[Data records]
* * *

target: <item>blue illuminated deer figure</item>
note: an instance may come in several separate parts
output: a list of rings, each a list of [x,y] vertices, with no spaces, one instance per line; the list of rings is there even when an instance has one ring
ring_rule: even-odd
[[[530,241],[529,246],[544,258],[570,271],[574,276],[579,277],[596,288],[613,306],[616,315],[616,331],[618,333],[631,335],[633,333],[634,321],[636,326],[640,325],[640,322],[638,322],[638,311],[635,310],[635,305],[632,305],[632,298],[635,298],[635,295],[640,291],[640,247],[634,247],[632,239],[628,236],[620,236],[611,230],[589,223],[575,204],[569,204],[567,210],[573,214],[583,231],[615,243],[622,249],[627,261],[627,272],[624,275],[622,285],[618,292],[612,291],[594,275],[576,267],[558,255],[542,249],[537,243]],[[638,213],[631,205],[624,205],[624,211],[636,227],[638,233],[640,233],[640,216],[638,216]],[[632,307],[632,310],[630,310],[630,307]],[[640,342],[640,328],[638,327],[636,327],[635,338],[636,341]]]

* * *

* _Prompt_
In this exercise, give every record above again exactly.

* _Completed exercise_
target: <item>blue illuminated deer figure</item>
note: an instance may come in several separate parts
output: a list of rings, each a list of [x,y] vertices, with no spaces, one instance per line; the list of rings is there even when an instance has one ring
ring_rule: even-odd
[[[530,241],[529,246],[544,258],[570,271],[574,276],[579,277],[596,288],[613,306],[616,315],[616,331],[618,333],[631,335],[633,333],[634,321],[636,326],[640,325],[640,322],[638,322],[638,311],[635,310],[635,305],[632,305],[632,298],[635,298],[635,295],[640,291],[640,247],[634,247],[632,239],[628,236],[620,236],[611,230],[589,223],[575,204],[569,204],[567,210],[573,214],[583,231],[615,243],[622,249],[627,261],[627,272],[624,275],[622,285],[618,292],[612,291],[594,275],[576,267],[558,255],[542,249],[537,243]],[[638,213],[631,205],[624,205],[624,211],[636,227],[638,233],[640,233],[640,216],[638,216]],[[632,307],[632,310],[630,310],[630,307]],[[640,342],[640,328],[638,327],[636,327],[635,338],[636,341]]]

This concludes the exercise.